[Stored items from a collection]
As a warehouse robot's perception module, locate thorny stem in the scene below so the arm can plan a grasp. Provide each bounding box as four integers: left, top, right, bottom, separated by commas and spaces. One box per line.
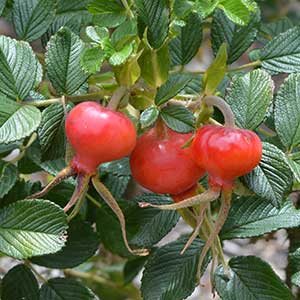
92, 175, 149, 256
107, 86, 127, 110
203, 96, 235, 127
25, 166, 74, 199
197, 190, 232, 281
139, 189, 220, 210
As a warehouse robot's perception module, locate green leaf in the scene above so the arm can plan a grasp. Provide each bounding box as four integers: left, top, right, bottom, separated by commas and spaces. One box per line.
134, 0, 170, 49
88, 0, 124, 14
40, 278, 98, 300
12, 0, 55, 42
274, 73, 300, 149
0, 200, 68, 259
219, 0, 251, 25
1, 265, 39, 300
111, 20, 137, 50
211, 9, 260, 64
0, 98, 41, 144
245, 143, 293, 207
45, 28, 88, 95
138, 46, 170, 87
141, 237, 208, 300
221, 196, 300, 240
0, 160, 18, 198
160, 105, 196, 133
169, 13, 202, 66
126, 194, 179, 248
226, 70, 274, 130
109, 44, 133, 66
260, 26, 300, 73
31, 219, 100, 269
215, 256, 293, 300
0, 35, 42, 100
155, 74, 192, 105
203, 43, 227, 95
80, 47, 105, 74
140, 106, 159, 128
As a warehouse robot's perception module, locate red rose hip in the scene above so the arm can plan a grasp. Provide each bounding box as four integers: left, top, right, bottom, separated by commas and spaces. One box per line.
66, 102, 136, 174
130, 124, 204, 195
191, 125, 262, 188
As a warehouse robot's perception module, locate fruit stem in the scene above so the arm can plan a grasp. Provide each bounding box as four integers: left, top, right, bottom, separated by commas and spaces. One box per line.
92, 175, 149, 256
107, 86, 127, 111
155, 117, 168, 140
203, 96, 235, 127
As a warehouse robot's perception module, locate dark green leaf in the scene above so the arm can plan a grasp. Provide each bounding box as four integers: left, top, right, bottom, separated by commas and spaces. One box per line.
0, 200, 67, 259
1, 265, 39, 300
274, 74, 300, 149
40, 278, 98, 300
45, 28, 88, 95
138, 46, 170, 87
169, 13, 202, 66
160, 105, 195, 133
245, 143, 292, 206
134, 0, 170, 49
0, 98, 41, 144
211, 9, 260, 64
215, 256, 293, 300
140, 106, 159, 128
31, 219, 100, 269
141, 238, 208, 300
0, 35, 42, 100
12, 0, 55, 42
260, 26, 300, 73
226, 70, 274, 130
155, 74, 192, 105
221, 196, 300, 240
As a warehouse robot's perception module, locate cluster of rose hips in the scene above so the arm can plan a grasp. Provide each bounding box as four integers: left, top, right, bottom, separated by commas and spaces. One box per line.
31, 97, 262, 276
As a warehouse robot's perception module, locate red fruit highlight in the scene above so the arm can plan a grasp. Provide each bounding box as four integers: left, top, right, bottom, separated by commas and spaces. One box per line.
191, 125, 262, 188
66, 102, 136, 174
130, 125, 204, 195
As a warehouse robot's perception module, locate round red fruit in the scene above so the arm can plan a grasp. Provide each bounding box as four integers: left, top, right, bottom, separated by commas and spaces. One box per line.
130, 126, 204, 195
66, 102, 136, 174
191, 125, 262, 188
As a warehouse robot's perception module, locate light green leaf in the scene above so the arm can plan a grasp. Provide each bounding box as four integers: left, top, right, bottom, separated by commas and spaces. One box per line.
160, 105, 196, 133
211, 9, 260, 64
80, 47, 105, 74
215, 256, 293, 300
0, 200, 68, 259
169, 13, 202, 66
40, 278, 99, 300
109, 44, 133, 66
0, 35, 42, 100
260, 26, 300, 73
0, 160, 18, 198
219, 0, 251, 25
140, 106, 159, 128
245, 143, 293, 207
45, 28, 88, 95
221, 196, 300, 240
138, 45, 170, 87
12, 0, 55, 42
0, 265, 39, 300
141, 238, 208, 300
203, 43, 227, 95
274, 73, 300, 149
226, 70, 274, 130
0, 98, 41, 144
155, 74, 193, 105
31, 219, 100, 269
134, 0, 170, 49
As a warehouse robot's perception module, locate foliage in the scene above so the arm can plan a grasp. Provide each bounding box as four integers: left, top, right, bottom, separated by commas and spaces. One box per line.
0, 0, 300, 300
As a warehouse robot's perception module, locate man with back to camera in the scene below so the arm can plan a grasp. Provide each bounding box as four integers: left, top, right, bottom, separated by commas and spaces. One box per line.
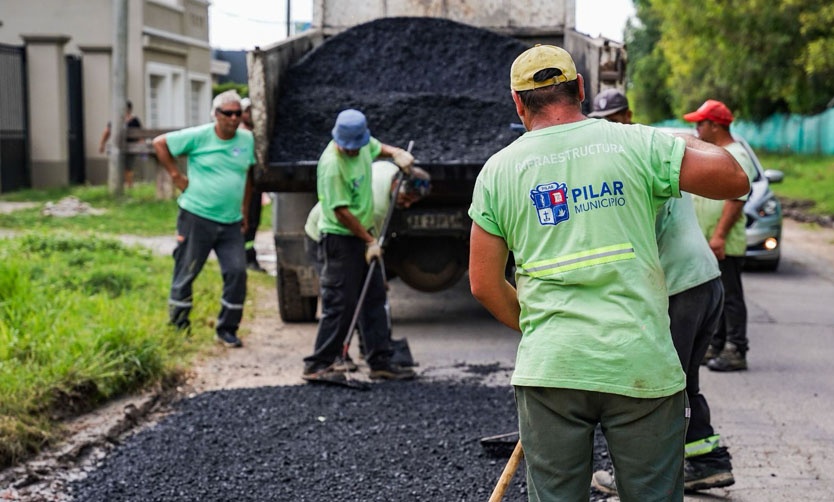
304, 160, 431, 371
153, 90, 255, 347
469, 46, 749, 502
302, 109, 415, 382
588, 89, 735, 494
683, 99, 756, 371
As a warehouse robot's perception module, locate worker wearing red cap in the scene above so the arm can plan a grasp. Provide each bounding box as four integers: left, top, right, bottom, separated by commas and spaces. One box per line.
683, 99, 756, 371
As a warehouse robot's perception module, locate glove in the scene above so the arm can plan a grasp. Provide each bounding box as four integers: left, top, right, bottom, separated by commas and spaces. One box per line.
365, 241, 382, 265
394, 148, 414, 176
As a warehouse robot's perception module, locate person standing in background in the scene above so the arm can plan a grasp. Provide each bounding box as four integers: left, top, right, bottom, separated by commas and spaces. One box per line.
98, 100, 142, 188
240, 98, 266, 273
153, 90, 255, 347
588, 89, 735, 494
683, 99, 756, 371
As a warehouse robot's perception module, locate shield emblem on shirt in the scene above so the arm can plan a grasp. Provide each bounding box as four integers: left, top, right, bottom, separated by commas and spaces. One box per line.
530, 182, 570, 225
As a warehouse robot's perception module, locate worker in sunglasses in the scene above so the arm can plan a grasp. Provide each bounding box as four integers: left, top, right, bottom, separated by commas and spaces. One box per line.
153, 90, 255, 347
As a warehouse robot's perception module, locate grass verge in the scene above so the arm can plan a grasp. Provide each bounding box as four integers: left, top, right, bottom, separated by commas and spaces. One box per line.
0, 233, 226, 465
0, 184, 274, 468
756, 152, 834, 215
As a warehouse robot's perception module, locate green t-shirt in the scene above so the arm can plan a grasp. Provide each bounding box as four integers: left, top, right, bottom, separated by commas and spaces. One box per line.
316, 137, 382, 235
655, 192, 721, 296
469, 120, 685, 398
304, 160, 400, 242
693, 142, 756, 256
165, 123, 255, 223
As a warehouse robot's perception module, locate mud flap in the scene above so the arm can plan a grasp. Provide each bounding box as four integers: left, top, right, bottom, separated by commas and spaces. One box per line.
391, 338, 418, 368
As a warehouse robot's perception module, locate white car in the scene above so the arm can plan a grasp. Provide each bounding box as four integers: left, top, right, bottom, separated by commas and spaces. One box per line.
662, 128, 784, 271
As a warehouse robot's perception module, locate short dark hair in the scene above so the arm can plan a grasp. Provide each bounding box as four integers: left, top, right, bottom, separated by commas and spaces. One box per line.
518, 68, 580, 113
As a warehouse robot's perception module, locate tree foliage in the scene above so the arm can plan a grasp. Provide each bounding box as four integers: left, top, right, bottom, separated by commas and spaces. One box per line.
627, 0, 834, 121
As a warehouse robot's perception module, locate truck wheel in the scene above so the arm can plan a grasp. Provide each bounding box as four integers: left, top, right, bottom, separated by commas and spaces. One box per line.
277, 267, 318, 322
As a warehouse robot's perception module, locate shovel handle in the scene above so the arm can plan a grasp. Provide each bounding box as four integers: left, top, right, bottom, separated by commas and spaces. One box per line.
489, 439, 524, 502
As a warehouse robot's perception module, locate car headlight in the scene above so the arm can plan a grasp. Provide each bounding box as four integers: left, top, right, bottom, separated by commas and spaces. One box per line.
758, 195, 779, 216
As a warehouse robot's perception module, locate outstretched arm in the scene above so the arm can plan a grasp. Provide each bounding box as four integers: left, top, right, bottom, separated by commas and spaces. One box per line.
469, 223, 521, 331
678, 134, 750, 200
153, 134, 188, 192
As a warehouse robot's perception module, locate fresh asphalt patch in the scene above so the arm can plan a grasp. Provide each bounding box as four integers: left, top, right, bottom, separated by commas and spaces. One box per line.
70, 379, 610, 502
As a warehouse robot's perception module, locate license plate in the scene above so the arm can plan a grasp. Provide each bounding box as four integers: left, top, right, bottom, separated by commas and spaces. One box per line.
406, 211, 469, 230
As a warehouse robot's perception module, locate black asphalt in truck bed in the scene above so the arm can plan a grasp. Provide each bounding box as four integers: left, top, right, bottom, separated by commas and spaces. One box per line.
72, 380, 610, 502
269, 18, 527, 164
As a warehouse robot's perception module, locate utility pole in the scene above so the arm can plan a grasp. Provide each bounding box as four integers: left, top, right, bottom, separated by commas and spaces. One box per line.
107, 0, 127, 195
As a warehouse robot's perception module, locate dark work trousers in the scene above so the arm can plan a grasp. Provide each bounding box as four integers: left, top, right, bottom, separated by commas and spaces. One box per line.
244, 190, 263, 249
304, 234, 392, 369
168, 209, 246, 333
712, 256, 749, 356
669, 277, 724, 444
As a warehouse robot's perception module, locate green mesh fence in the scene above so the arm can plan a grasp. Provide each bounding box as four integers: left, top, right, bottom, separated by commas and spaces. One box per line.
654, 108, 834, 155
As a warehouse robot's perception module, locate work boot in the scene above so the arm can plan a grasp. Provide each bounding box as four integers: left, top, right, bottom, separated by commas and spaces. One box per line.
332, 355, 359, 373
216, 331, 243, 349
683, 446, 736, 491
591, 471, 617, 495
246, 248, 266, 274
707, 342, 747, 371
701, 345, 720, 366
368, 362, 417, 380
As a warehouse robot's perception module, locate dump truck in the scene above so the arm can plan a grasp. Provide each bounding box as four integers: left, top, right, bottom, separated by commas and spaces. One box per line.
247, 0, 626, 322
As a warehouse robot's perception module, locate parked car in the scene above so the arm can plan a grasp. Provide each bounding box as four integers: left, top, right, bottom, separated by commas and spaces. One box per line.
663, 128, 784, 271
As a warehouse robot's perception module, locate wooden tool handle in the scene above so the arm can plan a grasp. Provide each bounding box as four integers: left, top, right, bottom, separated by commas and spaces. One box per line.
489, 440, 524, 502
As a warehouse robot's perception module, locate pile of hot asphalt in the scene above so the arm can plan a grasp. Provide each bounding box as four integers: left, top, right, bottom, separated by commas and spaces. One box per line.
269, 18, 527, 164
71, 380, 610, 502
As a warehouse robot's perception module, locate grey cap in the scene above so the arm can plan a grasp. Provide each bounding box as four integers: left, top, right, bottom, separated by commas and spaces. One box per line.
588, 89, 628, 118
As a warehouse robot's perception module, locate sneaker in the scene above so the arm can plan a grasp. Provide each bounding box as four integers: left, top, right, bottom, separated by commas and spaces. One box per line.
591, 471, 617, 495
683, 460, 736, 491
368, 363, 417, 380
707, 343, 747, 371
216, 331, 243, 349
701, 345, 719, 366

-- Problem --
Copy the lines from the start of the records through the line containing "139, 189, 220, 210", substituting "rose stem" for "thorny stem" and changing nothing else. Leave the pictures out.

-- Solution below --
As a warehouse robot's perception module, locate rose stem in the scene below so the arm can plan a grasp. Provide each bounding box as four integers: left, top, right, bottom, separated by commas and spaces. One box per line.
92, 175, 149, 256
107, 86, 127, 110
203, 96, 235, 127
25, 166, 74, 199
197, 190, 232, 281
139, 189, 220, 210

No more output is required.